##### Given passage
I have DataFrame, dimensional is nxk. And in process I wiil need add columns with dimensional mx1, where m = [1,n], but I don't know m.
When I try do it:
df['Name column'] = data
# type(data) = list
result:
AssertionError: Length of values does not match length of index
Can I add columns with different length?
If you use accepted answer, you'll lose your column names, as shown in the accepted answer example, and described in the documentation (emphasis added):
The resulting axis will be labeled 0, ..., n - 1. This is useful if you are concatenating objects where the concatenation axis does not have meaningful indexing information.
It looks like column names ('Name column') are meaningful to the Original Poster / Original Question.
To save column names, use pandas.concat, but don't ignore_index (default value of ignore_index is false; so you can omit that argument altogether). Continue to use axis=1:
import pandas
# Note these columns have 3 rows of values:
original = pandas.DataFrame({
'Age':[10, 12, 13],
'Gender':['M','F','F']
})
# Note this column has 4 rows of values:
additional = pandas.DataFrame({
'Name': ['Nate A', 'Jessie A', 'Daniel H', 'John D']
})
new = pandas.concat([original, additional], axis=1)
# Identical:
# new = pandas.concat([original, additional], ignore_index=False, axis=1)
print(new.head())
# Age Gender Name
#0 10 M Nate A
#1 12 F Jessie A
#2 13 F Daniel H
#3 NaN NaN John D
Notice how John D does not have an Age or a Gender.
Use concat and pass axis=1 and ignore_index=True:
In [38]:
import numpy as np
df = pd.DataFrame({'a':np.arange(5)})
df1 = pd.DataFrame({'b':np.arange(4)})
print(df1)
df
b
0 0
1 1
2 2
3 3
Out[38]:
a
0 0
1 1
2 2
3 3
4 4
In [39]:
pd.concat([df,df1], ignore_index=True, axis=1)
Out[39]:
0 1
0 0 0
1 1 1
2 2 2
3 3 3
4 4 NaN
We can add the different size of list values to DataFrame.
##########
##### Extracted records
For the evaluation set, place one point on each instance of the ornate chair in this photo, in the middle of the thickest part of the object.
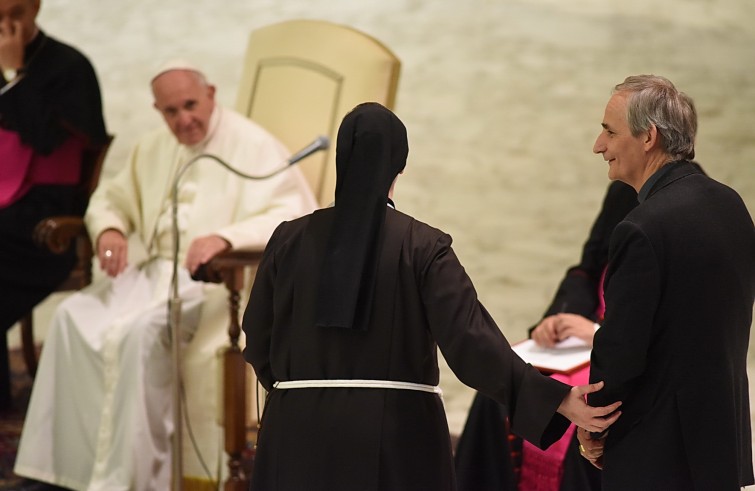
(59, 234)
(300, 79)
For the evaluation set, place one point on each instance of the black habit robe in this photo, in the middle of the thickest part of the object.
(378, 439)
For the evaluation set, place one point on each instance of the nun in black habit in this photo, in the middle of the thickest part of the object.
(348, 309)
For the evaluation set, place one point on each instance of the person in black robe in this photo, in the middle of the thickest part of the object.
(50, 113)
(483, 455)
(348, 309)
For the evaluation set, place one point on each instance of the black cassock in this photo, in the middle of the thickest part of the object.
(58, 98)
(377, 439)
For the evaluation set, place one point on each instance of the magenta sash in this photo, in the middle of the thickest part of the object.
(542, 469)
(22, 168)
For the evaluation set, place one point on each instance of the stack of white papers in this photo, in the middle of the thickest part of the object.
(566, 357)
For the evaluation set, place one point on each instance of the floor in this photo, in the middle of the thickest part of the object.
(502, 101)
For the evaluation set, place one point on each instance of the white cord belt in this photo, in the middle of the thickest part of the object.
(357, 383)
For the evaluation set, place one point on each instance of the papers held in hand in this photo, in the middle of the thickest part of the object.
(565, 357)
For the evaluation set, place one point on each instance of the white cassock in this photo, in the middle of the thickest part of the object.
(100, 414)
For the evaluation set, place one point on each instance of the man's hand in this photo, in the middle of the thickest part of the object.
##########
Problem to work on:
Return, word for word, the part of the pandas thread on adding columns of unequal length that starts with "To save column" and goes on through "pandas.concat([original, additional], axis=1)".

Response:
To save column names, use pandas.concat, but don't ignore_index (default value of ignore_index is false; so you can omit that argument altogether). Continue to use axis=1:
import pandas
# Note these columns have 3 rows of values:
original = pandas.DataFrame({
'Age':[10, 12, 13],
'Gender':['M','F','F']
})
# Note this column has 4 rows of values:
additional = pandas.DataFrame({
'Name': ['Nate A', 'Jessie A', 'Daniel H', 'John D']
})
new = pandas.concat([original, additional], axis=1)